PROMPT:
Report the lines of the data below that contain the string "inside".

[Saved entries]
"""

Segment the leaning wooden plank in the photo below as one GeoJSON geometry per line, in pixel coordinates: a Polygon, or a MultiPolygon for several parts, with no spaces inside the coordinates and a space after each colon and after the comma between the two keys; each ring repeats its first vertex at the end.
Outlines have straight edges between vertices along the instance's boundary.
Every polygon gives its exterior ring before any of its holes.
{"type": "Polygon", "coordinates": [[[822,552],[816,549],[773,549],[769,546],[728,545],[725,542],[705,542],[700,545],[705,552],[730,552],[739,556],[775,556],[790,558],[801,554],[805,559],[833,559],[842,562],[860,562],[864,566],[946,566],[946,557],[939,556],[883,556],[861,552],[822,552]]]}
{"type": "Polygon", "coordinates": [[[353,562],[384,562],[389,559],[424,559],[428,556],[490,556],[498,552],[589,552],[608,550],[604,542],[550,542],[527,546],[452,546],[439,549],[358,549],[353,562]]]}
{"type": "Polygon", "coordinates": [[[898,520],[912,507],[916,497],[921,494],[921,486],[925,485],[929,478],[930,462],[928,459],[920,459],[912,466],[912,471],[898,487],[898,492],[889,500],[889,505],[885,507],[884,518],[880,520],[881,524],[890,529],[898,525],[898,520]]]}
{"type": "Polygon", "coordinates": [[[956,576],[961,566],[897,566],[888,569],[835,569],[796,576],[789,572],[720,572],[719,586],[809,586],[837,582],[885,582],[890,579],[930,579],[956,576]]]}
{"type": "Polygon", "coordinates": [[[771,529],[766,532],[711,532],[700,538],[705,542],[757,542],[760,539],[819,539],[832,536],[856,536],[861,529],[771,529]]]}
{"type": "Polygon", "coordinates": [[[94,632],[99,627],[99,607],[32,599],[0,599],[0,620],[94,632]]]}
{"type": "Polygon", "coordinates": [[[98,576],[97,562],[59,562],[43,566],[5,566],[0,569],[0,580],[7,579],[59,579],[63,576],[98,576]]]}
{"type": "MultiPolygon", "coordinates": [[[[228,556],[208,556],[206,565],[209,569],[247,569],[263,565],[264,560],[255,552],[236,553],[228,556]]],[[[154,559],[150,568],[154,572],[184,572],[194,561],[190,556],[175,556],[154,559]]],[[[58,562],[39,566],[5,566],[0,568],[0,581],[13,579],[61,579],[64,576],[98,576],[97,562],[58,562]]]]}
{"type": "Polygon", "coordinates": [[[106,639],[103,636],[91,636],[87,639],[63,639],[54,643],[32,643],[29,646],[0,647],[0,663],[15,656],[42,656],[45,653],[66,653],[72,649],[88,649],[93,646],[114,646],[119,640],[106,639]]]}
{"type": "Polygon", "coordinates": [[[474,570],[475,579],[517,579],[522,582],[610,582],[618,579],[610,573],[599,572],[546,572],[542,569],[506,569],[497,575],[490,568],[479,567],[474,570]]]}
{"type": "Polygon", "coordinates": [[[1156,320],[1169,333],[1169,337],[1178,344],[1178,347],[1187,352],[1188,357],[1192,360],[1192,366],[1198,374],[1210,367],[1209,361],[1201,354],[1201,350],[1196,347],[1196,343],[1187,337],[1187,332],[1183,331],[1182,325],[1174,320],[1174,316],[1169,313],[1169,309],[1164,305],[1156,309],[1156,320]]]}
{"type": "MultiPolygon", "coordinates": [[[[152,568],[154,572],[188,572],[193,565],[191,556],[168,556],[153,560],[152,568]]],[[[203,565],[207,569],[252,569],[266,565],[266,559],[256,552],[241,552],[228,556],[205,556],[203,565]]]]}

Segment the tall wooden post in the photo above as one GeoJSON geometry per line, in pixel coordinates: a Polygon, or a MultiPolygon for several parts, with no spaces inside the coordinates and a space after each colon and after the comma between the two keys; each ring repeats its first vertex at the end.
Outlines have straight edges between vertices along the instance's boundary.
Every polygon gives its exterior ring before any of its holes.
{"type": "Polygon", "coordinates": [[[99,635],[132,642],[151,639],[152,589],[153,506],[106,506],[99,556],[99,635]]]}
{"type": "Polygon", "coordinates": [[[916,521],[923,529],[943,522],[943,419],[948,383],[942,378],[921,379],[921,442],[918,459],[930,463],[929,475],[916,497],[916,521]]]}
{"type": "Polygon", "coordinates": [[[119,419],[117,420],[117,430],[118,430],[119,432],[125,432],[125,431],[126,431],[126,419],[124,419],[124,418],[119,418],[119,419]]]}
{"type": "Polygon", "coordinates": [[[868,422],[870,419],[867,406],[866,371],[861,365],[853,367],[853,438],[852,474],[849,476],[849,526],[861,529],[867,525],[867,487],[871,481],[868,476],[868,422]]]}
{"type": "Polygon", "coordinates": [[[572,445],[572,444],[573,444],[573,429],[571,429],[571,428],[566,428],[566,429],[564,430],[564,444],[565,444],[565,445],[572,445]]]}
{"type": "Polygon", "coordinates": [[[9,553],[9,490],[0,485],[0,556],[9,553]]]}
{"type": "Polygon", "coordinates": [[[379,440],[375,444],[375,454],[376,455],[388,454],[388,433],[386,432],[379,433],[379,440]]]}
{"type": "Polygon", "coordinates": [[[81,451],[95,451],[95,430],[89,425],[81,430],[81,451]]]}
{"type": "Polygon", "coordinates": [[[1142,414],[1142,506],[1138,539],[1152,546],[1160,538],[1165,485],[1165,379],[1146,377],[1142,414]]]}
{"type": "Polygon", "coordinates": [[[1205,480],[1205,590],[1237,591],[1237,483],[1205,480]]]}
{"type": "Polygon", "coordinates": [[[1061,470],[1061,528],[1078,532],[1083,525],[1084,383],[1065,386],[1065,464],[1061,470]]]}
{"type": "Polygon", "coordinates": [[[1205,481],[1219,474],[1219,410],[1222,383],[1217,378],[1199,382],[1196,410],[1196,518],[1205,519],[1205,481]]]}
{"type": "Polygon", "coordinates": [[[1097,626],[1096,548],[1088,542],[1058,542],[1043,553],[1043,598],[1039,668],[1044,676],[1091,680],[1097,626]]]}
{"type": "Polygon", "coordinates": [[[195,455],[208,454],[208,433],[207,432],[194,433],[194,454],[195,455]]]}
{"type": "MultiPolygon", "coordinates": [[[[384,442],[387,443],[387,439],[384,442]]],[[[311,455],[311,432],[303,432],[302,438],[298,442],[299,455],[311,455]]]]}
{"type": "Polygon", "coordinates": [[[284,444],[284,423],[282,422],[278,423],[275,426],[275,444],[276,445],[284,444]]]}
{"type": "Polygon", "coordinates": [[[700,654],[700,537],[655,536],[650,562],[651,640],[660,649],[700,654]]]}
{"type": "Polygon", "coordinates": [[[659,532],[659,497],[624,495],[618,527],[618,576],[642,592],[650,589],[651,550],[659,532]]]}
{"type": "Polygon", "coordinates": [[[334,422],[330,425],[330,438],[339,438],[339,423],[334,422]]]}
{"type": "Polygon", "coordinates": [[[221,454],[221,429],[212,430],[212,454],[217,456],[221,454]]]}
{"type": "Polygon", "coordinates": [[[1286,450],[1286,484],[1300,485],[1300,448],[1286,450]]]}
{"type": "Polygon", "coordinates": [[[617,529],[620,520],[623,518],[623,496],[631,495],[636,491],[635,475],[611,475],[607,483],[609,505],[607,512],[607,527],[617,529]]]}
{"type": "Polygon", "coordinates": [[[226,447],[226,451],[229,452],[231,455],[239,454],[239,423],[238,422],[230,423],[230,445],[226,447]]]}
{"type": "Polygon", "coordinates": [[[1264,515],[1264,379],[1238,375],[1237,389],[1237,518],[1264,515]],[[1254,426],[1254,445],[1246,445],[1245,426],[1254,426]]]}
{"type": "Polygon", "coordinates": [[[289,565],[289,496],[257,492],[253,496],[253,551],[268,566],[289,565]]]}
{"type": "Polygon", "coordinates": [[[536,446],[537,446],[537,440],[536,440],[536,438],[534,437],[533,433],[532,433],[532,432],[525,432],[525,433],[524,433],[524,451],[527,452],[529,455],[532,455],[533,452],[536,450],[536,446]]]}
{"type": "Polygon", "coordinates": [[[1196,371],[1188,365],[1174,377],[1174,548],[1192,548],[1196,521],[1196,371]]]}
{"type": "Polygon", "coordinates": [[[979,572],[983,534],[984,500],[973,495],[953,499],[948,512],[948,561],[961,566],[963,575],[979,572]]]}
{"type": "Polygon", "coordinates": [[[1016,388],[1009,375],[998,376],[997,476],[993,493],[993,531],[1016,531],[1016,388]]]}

"""

ANSWER SPACE:
Segment the leaning wooden plank in the photo below as one GeoJSON geometry per line, in pixel coordinates: a Polygon, or a MultiPolygon for several parts, with no spaces inside the coordinates and a space after each colon and after the comma between the two keys; each ring repeats its first vertex at the end.
Segment the tall wooden post in the photo above as one GeoJSON geometry per line, in pixel coordinates: a Polygon, or a MultiPolygon for several parts, with no spaces inside the coordinates and a space after each colon and after the comma between the two keys; each ring repeats its first vertex at the end.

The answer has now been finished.